START RECORD LIST
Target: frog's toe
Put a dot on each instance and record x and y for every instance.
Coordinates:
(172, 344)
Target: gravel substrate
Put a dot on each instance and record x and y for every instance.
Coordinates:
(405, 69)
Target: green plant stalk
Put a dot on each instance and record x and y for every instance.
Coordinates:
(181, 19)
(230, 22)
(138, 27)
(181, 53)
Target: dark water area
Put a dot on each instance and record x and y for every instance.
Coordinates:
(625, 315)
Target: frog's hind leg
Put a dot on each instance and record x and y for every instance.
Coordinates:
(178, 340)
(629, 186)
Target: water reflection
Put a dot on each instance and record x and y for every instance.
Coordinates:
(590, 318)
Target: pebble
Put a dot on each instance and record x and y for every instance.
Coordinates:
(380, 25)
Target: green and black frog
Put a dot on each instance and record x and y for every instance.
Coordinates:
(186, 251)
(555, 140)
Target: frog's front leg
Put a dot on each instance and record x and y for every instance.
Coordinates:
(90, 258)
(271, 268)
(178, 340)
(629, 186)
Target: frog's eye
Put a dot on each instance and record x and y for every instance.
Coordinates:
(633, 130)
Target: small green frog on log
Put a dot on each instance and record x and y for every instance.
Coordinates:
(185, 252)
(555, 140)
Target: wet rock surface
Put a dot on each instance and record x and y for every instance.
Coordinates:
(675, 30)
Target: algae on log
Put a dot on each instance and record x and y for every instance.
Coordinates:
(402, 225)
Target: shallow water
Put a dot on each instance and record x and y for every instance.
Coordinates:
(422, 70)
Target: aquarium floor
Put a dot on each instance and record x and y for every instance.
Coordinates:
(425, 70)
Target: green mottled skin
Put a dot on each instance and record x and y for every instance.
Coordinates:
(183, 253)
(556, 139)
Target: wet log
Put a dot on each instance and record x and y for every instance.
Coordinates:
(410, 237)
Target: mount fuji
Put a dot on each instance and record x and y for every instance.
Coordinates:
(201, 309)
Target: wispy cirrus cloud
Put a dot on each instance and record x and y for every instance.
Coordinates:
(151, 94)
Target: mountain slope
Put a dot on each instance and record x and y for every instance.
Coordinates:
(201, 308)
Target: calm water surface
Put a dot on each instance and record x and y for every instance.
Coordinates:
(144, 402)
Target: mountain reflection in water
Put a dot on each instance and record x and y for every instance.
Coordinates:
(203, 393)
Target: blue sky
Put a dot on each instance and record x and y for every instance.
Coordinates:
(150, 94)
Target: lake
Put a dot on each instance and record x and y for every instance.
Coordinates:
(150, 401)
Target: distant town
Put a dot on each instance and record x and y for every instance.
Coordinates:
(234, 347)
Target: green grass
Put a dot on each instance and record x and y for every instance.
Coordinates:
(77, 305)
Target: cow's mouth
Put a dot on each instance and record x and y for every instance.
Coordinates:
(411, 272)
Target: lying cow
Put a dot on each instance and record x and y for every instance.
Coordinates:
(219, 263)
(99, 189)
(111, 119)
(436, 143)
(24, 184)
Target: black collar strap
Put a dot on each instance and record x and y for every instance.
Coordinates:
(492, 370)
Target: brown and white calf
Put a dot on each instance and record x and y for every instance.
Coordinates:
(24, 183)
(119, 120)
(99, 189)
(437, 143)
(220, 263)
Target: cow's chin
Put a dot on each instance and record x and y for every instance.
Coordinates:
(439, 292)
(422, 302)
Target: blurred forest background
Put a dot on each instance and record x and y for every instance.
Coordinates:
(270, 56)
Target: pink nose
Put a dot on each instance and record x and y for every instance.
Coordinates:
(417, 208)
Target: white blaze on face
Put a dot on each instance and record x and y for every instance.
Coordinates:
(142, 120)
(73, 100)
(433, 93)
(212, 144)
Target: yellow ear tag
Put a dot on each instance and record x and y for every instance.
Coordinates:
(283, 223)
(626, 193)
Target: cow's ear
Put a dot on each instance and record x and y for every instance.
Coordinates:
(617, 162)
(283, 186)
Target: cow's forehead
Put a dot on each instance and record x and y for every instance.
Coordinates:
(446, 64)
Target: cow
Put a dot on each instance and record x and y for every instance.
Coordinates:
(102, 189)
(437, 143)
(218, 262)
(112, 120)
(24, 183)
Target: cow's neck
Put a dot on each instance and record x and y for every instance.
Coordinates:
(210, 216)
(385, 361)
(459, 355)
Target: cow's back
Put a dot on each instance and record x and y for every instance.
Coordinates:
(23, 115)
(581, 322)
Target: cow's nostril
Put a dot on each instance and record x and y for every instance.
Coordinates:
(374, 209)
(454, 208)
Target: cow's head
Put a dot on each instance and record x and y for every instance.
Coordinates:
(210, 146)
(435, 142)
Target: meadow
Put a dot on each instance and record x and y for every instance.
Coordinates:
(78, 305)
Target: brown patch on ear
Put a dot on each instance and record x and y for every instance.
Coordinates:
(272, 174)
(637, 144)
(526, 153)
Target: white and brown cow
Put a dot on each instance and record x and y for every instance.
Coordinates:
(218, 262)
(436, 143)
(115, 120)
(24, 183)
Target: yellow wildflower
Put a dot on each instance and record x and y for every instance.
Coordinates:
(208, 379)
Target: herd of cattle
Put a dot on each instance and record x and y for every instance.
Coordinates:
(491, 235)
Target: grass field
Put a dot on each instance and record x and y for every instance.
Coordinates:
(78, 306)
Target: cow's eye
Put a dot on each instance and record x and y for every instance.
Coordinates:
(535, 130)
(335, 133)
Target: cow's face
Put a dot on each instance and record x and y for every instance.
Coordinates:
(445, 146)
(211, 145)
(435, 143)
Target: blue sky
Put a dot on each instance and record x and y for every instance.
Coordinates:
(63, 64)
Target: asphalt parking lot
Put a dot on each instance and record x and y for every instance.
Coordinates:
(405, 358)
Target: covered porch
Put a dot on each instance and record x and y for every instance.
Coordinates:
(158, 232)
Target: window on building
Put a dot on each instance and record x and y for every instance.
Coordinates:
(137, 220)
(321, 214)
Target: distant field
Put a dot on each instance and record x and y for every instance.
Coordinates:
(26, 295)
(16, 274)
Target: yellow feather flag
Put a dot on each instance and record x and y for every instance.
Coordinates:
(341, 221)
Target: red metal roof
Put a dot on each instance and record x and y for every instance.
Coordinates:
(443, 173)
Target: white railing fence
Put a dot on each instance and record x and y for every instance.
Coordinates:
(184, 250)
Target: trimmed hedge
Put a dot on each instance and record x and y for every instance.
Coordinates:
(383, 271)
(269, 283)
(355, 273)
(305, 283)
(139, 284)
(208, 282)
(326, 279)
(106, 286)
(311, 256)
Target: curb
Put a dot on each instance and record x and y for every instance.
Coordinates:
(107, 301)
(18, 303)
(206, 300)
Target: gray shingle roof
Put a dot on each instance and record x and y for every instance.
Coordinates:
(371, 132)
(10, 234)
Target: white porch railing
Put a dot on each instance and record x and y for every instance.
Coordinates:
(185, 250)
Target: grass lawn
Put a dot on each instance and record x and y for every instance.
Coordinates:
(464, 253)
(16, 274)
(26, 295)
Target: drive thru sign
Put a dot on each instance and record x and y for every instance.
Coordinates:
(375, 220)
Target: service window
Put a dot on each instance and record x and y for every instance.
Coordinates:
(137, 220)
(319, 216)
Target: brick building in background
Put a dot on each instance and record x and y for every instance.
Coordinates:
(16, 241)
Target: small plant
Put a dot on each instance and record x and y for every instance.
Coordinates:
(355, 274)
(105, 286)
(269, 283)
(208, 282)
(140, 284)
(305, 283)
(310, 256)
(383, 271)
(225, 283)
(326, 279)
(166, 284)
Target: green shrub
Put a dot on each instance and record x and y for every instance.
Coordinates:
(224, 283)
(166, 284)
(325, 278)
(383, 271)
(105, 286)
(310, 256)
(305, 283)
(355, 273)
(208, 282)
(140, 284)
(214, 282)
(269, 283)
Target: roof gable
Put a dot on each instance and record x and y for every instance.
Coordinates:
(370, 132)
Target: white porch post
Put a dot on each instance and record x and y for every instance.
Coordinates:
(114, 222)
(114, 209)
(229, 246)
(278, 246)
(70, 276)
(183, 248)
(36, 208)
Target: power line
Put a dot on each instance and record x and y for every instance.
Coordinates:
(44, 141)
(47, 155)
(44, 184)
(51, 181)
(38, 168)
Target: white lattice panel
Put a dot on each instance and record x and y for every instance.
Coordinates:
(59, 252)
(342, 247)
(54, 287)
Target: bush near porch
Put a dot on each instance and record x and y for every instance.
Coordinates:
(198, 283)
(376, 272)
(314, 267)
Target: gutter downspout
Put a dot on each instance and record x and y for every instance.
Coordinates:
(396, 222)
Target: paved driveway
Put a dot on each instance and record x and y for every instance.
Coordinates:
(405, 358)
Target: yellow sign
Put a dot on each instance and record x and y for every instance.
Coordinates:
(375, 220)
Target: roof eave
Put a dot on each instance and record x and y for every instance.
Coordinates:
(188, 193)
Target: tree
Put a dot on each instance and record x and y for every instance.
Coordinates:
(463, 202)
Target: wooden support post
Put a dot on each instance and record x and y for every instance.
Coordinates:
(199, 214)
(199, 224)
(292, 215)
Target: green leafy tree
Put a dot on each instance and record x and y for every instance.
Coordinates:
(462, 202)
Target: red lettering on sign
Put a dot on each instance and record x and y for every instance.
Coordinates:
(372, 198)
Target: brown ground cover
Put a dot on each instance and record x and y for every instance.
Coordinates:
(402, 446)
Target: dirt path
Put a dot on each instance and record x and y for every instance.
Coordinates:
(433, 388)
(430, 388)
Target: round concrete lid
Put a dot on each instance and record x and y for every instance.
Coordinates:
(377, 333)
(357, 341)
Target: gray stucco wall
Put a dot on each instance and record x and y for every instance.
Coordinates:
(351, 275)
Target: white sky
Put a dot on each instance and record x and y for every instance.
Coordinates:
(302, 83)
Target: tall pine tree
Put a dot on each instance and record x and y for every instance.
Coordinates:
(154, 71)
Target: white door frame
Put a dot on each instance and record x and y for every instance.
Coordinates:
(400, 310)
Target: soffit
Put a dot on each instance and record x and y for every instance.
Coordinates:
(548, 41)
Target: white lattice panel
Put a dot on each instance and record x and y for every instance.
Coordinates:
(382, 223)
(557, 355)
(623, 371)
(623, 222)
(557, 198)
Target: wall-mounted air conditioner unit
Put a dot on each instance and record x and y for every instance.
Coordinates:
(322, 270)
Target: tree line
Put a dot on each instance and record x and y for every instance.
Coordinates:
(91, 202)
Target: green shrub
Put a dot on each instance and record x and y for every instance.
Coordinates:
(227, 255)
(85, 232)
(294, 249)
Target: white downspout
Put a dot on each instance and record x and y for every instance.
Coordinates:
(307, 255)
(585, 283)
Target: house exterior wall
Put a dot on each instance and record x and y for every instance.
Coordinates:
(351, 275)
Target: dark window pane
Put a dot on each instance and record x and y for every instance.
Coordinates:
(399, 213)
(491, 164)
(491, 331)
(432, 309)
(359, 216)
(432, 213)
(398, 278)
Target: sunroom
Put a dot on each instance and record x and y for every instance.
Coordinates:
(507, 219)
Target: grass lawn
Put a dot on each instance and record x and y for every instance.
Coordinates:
END RECORD LIST
--- GIVEN REQUEST ---
Retype, exactly and only, the lines running from the one with "Target: wall-mounted air conditioner unit" through the final line of the listing above.

--- THE COMPLETED TASK ---
Target: wall-mounted air conditioner unit
Put a dot on each instance and record x and y for every instance.
Coordinates:
(322, 270)
Target: tree line
Put a dot on each instance and record x and y for every instance.
Coordinates:
(91, 202)
Target: green shrub
Put a dot on each instance and record x and y for every instance.
Coordinates:
(227, 255)
(85, 232)
(294, 249)
Target: white downspout
Put a dot on each instance and record x and y for every instance.
Coordinates:
(307, 255)
(585, 283)
Target: house exterior wall
Put a dot on each instance and record x and y for every instance.
Coordinates:
(351, 275)
Target: dark window pane
Put a dot on each instance and record x and y for every instance.
Coordinates:
(399, 213)
(491, 164)
(491, 331)
(432, 309)
(359, 216)
(432, 213)
(398, 278)
Target: sunroom
Put a dot on each instance and record x and y for every instance.
Coordinates:
(507, 219)
Target: grass lawn
Put a dot on each instance and record x and y for every instance.
Coordinates:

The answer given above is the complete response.